Stored data:
☆ ☆ ☆ ☆ ☆

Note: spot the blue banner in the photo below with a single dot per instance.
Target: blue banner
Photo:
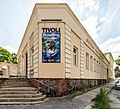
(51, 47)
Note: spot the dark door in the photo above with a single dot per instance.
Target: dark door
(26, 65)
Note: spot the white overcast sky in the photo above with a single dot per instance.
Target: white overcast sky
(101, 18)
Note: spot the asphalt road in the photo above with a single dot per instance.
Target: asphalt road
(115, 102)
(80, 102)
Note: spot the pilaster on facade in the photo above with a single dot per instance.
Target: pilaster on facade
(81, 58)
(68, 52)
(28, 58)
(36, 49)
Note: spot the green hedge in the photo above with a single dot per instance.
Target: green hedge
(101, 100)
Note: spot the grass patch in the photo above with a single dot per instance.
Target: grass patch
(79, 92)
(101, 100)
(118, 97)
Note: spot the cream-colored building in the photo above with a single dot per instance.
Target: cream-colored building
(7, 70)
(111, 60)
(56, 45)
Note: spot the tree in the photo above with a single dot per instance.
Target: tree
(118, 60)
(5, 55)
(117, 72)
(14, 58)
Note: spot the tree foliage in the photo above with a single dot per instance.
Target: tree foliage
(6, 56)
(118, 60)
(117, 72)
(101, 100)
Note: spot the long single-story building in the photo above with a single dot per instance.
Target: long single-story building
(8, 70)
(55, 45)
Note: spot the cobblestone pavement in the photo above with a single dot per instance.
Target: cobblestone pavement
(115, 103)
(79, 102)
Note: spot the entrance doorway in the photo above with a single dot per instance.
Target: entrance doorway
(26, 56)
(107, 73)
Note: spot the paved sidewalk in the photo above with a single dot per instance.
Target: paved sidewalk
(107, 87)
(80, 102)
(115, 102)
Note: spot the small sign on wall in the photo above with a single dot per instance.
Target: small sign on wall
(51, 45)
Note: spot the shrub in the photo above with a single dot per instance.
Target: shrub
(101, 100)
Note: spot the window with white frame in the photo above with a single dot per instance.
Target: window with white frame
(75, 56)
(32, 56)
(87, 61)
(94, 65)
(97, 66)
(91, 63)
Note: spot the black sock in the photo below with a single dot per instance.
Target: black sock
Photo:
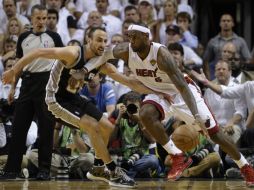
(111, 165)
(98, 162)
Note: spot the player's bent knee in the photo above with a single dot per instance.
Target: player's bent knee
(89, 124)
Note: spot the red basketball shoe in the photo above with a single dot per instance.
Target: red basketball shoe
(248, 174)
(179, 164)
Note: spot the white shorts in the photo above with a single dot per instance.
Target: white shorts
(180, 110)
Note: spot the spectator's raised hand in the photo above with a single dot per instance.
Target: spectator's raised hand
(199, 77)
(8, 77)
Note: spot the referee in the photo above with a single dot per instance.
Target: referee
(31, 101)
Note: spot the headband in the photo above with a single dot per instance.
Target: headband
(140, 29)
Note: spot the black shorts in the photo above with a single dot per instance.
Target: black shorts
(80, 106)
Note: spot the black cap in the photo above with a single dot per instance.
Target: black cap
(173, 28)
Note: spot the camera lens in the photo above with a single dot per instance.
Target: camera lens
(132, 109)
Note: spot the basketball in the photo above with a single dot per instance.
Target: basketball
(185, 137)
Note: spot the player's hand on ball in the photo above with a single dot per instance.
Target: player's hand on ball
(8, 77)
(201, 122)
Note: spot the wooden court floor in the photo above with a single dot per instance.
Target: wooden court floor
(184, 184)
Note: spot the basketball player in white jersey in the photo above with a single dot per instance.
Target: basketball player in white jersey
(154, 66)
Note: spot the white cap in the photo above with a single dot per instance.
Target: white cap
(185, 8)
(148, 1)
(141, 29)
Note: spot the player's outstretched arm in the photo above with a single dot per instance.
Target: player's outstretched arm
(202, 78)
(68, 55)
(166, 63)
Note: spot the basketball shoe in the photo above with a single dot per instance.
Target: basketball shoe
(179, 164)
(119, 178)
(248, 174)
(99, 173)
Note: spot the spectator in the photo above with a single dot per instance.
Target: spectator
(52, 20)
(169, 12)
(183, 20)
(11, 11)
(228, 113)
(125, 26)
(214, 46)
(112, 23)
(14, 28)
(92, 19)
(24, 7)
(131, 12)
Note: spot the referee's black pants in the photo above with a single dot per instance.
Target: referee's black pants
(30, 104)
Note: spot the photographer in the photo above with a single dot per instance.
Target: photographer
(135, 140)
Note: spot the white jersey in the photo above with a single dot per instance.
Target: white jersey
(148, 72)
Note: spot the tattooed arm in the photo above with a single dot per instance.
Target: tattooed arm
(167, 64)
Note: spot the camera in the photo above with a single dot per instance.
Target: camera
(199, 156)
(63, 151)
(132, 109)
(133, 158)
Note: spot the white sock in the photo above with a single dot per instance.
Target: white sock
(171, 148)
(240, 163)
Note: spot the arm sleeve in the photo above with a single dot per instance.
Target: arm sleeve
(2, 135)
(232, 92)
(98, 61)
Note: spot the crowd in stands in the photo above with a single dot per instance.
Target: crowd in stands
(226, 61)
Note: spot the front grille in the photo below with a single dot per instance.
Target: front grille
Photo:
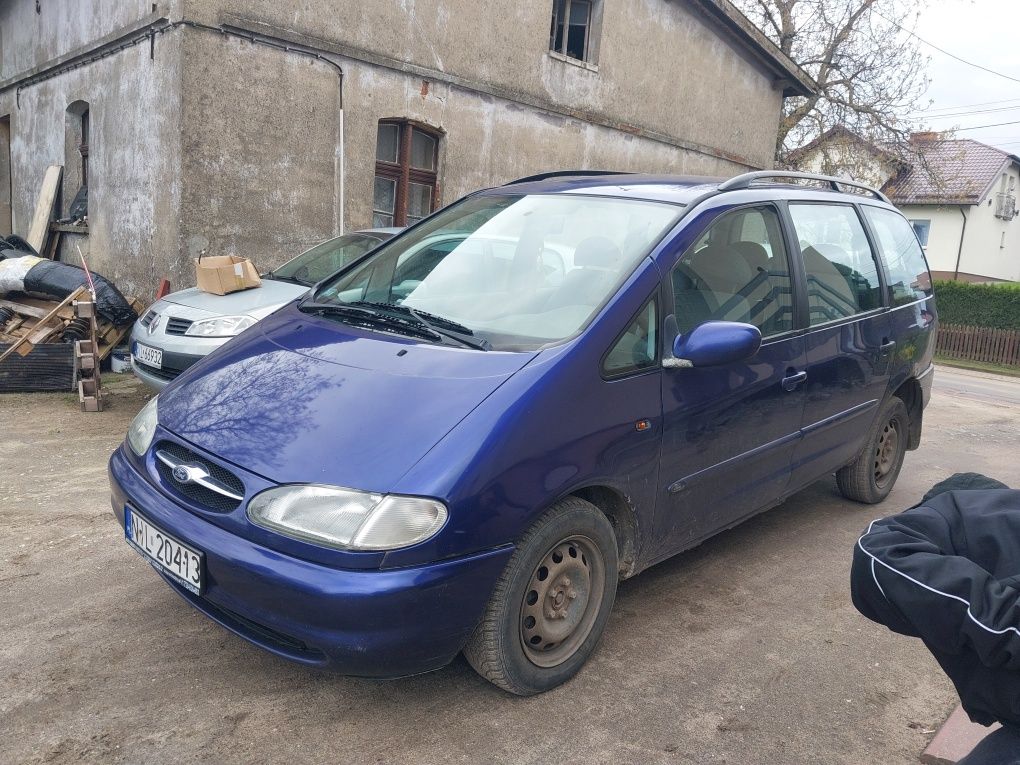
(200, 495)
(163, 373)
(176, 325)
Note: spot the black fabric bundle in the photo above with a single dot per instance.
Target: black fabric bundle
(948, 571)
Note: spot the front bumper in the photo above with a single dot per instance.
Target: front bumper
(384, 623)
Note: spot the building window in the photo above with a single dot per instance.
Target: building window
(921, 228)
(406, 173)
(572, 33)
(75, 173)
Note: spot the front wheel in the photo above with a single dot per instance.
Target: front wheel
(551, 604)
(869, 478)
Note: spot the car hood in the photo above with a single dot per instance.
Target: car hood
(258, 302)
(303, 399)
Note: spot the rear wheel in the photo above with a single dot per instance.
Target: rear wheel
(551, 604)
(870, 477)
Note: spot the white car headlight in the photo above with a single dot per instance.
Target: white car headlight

☆ ☆ ☆ ☆ ☆

§ WHAT IS BEING ASKED:
Word for word, repeat each record above; leave out every picture.

§ EXPECTED ANSWER:
Note: spot the blue banner in the photo below with a single dot per instance.
Target: blue banner
Photo:
(51, 47)
Note: spot the dark door in the photo above with a single dot per instance.
Target: dark door
(26, 65)
Note: spot the white overcast sky in the photo above with a single dot per instance.
Target: white overcast sky
(101, 18)
Note: spot the asphalt road in the photo above with a single dot per instance.
Target: asphalt road
(115, 102)
(80, 102)
Note: spot the pilaster on facade in the photo above with a single dot per instance.
Target: pilaster on facade
(81, 58)
(68, 52)
(28, 58)
(36, 49)
Note: spot the green hedge in the photo above with a single dot per instance.
Target: green hedge
(101, 100)
Note: spot the grass patch in the photo above with a single dot per instance.
Target: grass patch
(79, 92)
(101, 100)
(118, 97)
Note: spot the cream-colored building in the photo above with a single dot per instance.
Target: cream-colored building
(7, 70)
(111, 60)
(56, 45)
Note: spot the tree in the photo above with a single dot per instance.
Target: tree
(118, 60)
(5, 55)
(117, 72)
(14, 58)
Note: spot the tree foliage in the photo above with a single dot per instance.
Target: tree foliage
(6, 56)
(118, 60)
(117, 72)
(101, 100)
Note: spot the long single-story building in the photo above with a single dot per instance.
Target: long single-story building
(8, 70)
(55, 45)
Note: spot the cobblestone pavement in the photo above with a single dot per instance.
Target: cobblestone pavement
(115, 103)
(79, 102)
Note: spot the entrance doorway in the photo above with a single dot per instance.
Target: entrance doorway
(26, 56)
(107, 73)
Note: spot the paved sidewalk in the photo above with a single dot per instance.
Target: paved sidewalk
(107, 87)
(80, 102)
(115, 102)
Note: spot the small sign on wall in the photo above with a single dot per instance.
Target: small sign on wall
(51, 45)
Note: spot the shrub in the photo above with a single dot per instance.
Target: shrub
(101, 100)
Note: spot the window with white frame in the photo above with a single dot per instance.
Target: window with white frame
(75, 56)
(32, 56)
(87, 61)
(94, 65)
(97, 66)
(91, 63)
Note: spot the black sock in the photo below with a single dot per instance.
Target: black sock
Photo:
(111, 165)
(98, 162)
Note: spot the player's bent knee in the photo above with a single dot per instance.
Target: player's bent knee
(89, 124)
Note: spot the red basketball shoe in the photo above with a single dot per instance.
Target: red basketball shoe
(248, 174)
(179, 164)
Note: spot the white shorts in the photo above with a single dot per instance.
Target: white shorts
(180, 110)
Note: spot the spectator's raised hand in the photo above with a single dot per instance.
Target: spectator's raised hand
(199, 77)
(8, 77)
Note: spot the referee in the photo above with a single dot per instance.
Target: referee
(31, 101)
Note: spot the headband in the photo above with a single dot per instance.
Target: headband
(140, 29)
Note: spot the black shorts in the photo above with a single dot per instance.
Target: black shorts
(80, 106)
Note: spot the black cap in the photo above with a single dot per instance.
Target: black cap
(173, 28)
Note: spot the camera lens in the photo above with a single dot per instance.
Target: camera lens
(132, 109)
Note: spot the basketball in the photo above with a single dot per instance.
Target: basketball
(185, 137)
Note: spot the player's hand on ball in the photo above with a single dot per instance.
Target: player's hand on ball
(8, 77)
(201, 122)
Note: spot the wooden court floor in the photo above with a single dot per instance.
Target: wooden court floor
(184, 184)
Note: spot the basketball player in white jersey in the photo above with a single dot per instance.
Target: basketball player in white jersey
(154, 66)
Note: spot the white cap in the photo above with a single dot per instance.
Target: white cap
(185, 8)
(148, 1)
(141, 29)
Note: spot the player's outstretched arm in the photo above with a single dot per instance.
Target: player's outstretched arm
(202, 78)
(68, 55)
(166, 63)
Note: spot the basketball shoe in the photo above with a single dot per instance.
Target: basketball shoe
(179, 164)
(119, 178)
(248, 174)
(99, 173)
Note: spot the spectator in the photo above with a single dot per instance.
Target: spectator
(52, 20)
(169, 12)
(183, 20)
(11, 11)
(228, 113)
(125, 26)
(214, 46)
(112, 23)
(14, 28)
(92, 19)
(24, 7)
(131, 12)
Note: spot the referee's black pants in the photo above with a single dot per instance.
Target: referee's black pants
(30, 104)
Note: spot the photographer in the photo above with a single dot per instance.
Target: photographer
(135, 140)
Note: spot the white jersey in the photo above with a single dot per instance.
Target: white jersey
(148, 72)
Note: spot the tattooed arm in the photo above with a single dot per instance.
Target: tattooed arm
(167, 64)
Note: spot the camera in the photo above with a single dot per instance.
Target: camera
(199, 156)
(63, 151)
(132, 109)
(133, 158)
Note: spot the white sock in the photo above with a single dot per instance.
Target: white sock
(171, 148)
(240, 163)
Note: spot the arm sleeve in the photo above with a single dot per instance.
Target: arm sleeve
(2, 135)
(232, 92)
(98, 61)
Note: spot the crowd in stands in the photo above with a single dot per instance.
Target: crowd in stands
(226, 61)
Note: spot the front grille in the photo below with a single dot per instance.
Target: front grille
Photo:
(200, 495)
(163, 373)
(176, 325)
Note: spot the black fabric bundle in the photo above with a single dot per instance.
Target: black fabric bundle
(948, 571)
Note: spot the front bumper in the photo above with a single dot per instance.
Target: front bumper
(384, 623)
Note: spot the building window in the photo above with a single dot per instance.
Target: building window
(921, 228)
(406, 173)
(572, 33)
(75, 173)
Note: spot the front wheel in the photo above with a single dot per instance.
Target: front wheel
(551, 604)
(869, 478)
Note: spot the car hood in the photo above with a single dot per instance.
Target: car hood
(258, 302)
(303, 399)
Note: spot the rear wheel in the photo above with a single dot per instance.
Target: rear wheel
(551, 604)
(870, 477)
Note: spot the white car headlight in the photo above with a single dot per instance.
Target: white car headlight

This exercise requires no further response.